WHAT THE TASK REQUIRES :: Revise the data from the line containing "Question. Spot each instance of the pastry" through the end, replacing "drop one point per instance" with "place one point for each instance" and leaving everything else unchanged.

Items listed in a dataset
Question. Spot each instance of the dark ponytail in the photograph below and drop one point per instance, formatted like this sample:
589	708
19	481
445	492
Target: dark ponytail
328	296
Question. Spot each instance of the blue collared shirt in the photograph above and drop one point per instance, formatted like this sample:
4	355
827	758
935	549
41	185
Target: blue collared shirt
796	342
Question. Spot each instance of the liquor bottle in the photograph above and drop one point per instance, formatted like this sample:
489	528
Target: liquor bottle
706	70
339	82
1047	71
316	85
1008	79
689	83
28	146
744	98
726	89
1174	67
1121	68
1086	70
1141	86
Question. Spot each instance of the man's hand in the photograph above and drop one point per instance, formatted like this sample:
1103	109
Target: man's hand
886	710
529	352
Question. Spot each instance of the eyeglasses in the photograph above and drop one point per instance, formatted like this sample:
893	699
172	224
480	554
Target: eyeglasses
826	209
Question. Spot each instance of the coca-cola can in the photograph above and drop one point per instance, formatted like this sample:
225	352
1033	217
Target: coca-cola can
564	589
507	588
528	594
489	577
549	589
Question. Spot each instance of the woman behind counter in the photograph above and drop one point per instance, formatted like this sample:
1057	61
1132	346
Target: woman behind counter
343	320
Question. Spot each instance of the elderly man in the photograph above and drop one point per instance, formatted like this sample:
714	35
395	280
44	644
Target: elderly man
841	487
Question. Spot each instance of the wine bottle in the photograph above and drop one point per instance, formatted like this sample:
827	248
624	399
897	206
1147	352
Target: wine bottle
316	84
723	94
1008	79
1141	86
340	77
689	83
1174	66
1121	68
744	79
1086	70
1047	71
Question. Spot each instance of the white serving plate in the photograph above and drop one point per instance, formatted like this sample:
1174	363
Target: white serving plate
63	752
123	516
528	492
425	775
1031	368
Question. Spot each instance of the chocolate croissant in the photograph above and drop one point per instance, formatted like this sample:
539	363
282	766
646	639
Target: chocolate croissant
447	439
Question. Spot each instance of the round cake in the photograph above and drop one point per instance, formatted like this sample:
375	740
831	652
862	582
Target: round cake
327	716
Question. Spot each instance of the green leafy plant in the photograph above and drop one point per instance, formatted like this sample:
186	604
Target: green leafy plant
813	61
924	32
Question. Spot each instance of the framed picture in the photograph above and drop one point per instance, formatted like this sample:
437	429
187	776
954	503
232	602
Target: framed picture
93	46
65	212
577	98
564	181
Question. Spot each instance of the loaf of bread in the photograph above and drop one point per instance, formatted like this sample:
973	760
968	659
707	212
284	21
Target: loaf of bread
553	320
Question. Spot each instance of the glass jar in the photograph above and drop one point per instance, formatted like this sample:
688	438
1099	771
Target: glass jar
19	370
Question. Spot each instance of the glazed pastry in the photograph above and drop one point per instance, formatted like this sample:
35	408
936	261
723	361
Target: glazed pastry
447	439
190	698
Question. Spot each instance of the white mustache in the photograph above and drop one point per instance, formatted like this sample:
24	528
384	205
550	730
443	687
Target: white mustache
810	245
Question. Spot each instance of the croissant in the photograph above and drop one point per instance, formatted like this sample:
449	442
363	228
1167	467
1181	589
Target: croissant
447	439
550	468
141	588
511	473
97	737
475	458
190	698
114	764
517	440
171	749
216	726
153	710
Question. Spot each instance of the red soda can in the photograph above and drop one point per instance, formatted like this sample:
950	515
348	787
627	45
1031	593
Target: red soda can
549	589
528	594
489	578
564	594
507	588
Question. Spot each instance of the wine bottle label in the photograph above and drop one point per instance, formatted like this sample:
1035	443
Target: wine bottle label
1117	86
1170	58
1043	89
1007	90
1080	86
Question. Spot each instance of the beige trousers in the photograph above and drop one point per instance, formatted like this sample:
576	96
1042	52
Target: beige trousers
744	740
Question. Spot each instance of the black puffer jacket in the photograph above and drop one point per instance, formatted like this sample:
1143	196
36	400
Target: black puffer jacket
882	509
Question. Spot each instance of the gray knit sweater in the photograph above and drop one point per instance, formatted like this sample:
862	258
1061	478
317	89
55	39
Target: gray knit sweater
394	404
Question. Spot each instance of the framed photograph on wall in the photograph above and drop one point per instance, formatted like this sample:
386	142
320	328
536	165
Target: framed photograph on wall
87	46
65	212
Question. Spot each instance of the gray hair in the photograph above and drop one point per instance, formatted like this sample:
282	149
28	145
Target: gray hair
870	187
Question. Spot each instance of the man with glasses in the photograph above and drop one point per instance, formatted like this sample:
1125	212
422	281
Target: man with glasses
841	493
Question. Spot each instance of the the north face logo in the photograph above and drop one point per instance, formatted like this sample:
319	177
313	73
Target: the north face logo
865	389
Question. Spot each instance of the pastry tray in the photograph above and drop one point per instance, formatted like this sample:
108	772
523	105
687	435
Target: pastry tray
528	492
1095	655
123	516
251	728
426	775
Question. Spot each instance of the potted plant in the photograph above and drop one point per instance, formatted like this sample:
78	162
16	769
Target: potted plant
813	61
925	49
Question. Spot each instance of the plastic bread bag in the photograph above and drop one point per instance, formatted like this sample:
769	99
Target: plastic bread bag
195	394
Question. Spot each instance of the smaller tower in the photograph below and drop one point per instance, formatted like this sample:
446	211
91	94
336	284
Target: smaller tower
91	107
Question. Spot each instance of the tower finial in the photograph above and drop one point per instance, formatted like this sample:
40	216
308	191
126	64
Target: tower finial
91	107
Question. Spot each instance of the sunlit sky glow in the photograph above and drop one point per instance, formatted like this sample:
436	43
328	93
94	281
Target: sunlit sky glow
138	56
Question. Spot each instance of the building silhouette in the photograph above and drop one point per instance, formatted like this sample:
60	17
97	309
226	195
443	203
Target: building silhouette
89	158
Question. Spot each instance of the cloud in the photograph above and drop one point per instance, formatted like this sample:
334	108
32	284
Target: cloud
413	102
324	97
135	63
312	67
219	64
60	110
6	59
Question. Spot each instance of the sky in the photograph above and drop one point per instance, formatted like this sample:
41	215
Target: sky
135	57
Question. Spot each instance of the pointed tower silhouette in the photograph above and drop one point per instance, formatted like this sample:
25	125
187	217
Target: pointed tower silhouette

WRITTEN SOLUTION ::
Question. Spot each instance of the pastry tray in the photograph above and place one point for each instance, formatted like this sample:
108	772
523	105
687	435
Target: pastry tray
528	492
1095	655
123	516
251	728
426	775
Question. Spot each instance of the potted plant in the photograph above and place one point for each instance, formatted like this sample:
78	162
16	769
Target: potted plant
813	61
925	49
Question. Spot each instance of the plastic bread bag in the photograph above and place one point for each instance, formatted like this sample:
769	99
Target: plastic bread bag
195	394
Question. Spot each instance of the smaller tower in the photograph below and place one point for each instance, formatted like this sample:
446	211
91	94
336	284
Target: smaller tower
91	107
Question. Spot each instance of the tower finial in the photograph above and place one point for each instance, formatted like this sample:
40	216
308	191
126	64
Target: tower finial
91	107
Question. Spot each instance of the sunlit sky glow in the photograph above and place one point for each instance, formatted like this sample:
436	43
328	93
94	281
Target: sunlit sky glow
138	56
Question. Spot each instance of the building silhouette in the photograph above and place one point for each instance, formatted like this sample:
60	17
97	309
226	195
443	203
Target: building silhouette
89	158
Question. Spot each instance of the cloud in the photograph above and place one point for each instance, formatted like this sample:
334	108
32	284
Target: cloud
413	102
324	97
135	63
312	67
219	64
60	110
6	59
Question. Spot each instance of the sky in the photograph above and place one point for each instance, formatted like this sample:
41	215
Target: sky
135	57
Question. Spot each instance of the pointed tower silhouette in the photograph above and place one point for each instance, formatted like this sample:
25	125
187	217
Target: pointed tower silhouette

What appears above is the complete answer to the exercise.